> _The task_: Copy word for word the lines of the records starting at the line that contains "Definition for annotators: for every instance of the house, the" and ending at the line that contains "[[414, 293], [383, 260], [431, 315], [436, 276], [423, 329]]", both included.
++++++
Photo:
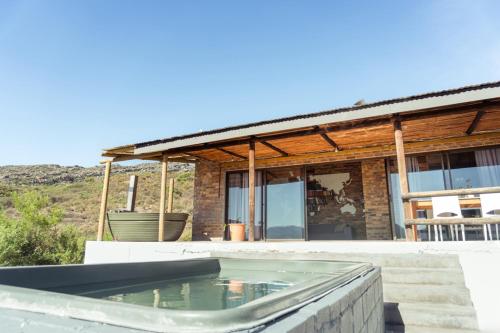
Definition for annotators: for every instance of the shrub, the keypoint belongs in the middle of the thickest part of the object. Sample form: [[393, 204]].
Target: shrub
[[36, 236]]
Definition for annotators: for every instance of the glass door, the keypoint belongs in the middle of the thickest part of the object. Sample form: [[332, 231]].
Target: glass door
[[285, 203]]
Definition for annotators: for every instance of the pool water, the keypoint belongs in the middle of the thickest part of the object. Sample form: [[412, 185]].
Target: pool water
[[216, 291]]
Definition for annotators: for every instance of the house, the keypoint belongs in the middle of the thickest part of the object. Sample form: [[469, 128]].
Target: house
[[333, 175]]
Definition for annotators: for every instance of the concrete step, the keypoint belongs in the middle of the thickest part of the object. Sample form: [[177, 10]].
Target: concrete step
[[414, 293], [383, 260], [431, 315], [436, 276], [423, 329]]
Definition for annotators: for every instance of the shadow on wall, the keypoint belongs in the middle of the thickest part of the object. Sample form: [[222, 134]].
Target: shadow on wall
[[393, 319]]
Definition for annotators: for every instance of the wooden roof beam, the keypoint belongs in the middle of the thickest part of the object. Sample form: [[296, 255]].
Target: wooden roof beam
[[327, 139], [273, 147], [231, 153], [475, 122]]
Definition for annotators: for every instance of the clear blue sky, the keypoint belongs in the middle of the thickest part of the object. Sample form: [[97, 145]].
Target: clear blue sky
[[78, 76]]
++++++
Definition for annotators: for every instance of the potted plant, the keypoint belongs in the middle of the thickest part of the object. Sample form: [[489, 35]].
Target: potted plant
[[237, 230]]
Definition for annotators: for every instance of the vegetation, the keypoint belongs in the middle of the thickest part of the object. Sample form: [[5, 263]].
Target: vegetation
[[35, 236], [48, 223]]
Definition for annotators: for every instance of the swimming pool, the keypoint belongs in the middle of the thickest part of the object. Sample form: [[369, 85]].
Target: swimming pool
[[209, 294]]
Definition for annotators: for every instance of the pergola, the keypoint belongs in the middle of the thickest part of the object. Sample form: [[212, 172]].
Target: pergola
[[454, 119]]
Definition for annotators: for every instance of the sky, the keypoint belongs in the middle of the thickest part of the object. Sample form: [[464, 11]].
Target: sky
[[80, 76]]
++++++
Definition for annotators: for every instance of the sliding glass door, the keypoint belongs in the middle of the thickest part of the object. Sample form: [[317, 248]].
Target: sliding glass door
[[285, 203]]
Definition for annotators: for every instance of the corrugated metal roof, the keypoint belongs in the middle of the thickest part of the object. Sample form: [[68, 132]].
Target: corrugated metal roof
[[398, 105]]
++++++
> _The result_:
Definition for annotators: for every instance of the house, the keypoint belongs in the middle of the thickest part of the object. Sample form: [[469, 128]].
Target: house
[[333, 175]]
Definition for annotators: for every instance of the concrete step, the keypoint belongs in the middle of the thickest part of the object. Sample form: [[177, 10]].
Target: concrete step
[[414, 293], [383, 260], [431, 315], [436, 276], [423, 329]]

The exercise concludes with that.